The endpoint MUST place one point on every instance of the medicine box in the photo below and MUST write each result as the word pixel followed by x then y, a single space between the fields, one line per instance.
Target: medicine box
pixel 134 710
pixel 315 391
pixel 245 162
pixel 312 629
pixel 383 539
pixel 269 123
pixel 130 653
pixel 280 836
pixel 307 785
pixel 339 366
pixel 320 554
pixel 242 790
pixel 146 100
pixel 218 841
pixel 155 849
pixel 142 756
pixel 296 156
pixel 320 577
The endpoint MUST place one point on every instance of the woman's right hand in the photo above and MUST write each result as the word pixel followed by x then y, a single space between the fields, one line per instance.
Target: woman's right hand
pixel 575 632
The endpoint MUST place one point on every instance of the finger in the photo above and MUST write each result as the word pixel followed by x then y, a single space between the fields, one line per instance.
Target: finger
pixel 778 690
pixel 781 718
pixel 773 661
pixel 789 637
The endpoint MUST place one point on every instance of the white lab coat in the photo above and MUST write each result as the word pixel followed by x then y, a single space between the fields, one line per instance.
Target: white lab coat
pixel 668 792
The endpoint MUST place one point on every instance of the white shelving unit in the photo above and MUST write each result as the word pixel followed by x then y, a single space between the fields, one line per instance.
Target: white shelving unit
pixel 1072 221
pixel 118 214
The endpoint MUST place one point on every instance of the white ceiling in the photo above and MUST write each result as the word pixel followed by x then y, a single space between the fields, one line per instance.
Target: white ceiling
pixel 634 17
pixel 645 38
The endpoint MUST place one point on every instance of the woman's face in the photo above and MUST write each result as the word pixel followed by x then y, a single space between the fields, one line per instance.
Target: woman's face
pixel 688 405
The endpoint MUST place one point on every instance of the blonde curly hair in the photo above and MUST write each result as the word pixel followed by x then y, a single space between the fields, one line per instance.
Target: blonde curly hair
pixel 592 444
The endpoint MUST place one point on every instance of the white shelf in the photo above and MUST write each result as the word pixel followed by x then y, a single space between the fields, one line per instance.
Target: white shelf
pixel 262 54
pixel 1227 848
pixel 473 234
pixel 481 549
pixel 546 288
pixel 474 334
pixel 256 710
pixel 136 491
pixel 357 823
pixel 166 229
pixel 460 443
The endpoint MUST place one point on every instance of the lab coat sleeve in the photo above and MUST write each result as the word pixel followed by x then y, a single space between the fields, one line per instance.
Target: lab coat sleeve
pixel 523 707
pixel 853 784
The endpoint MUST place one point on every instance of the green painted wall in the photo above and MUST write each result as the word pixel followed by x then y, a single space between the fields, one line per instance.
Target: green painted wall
====
▸ Written problem
Reproduce every line of the entries in the stretch from the line containing "the woman's face" through the line containing "pixel 688 405", both included, and leave all text other than the coordinates unchanged. Multiply each coordinate in the answers by 1.75 and round it to a whole number, rounding halves up.

▸ Solution to the problem
The endpoint MUST place one point on every instance of the woman's face in the photo above and MUST write each result as the word pixel followed by x then y, a single space between the fields, one line per instance.
Target: woman's face
pixel 1204 709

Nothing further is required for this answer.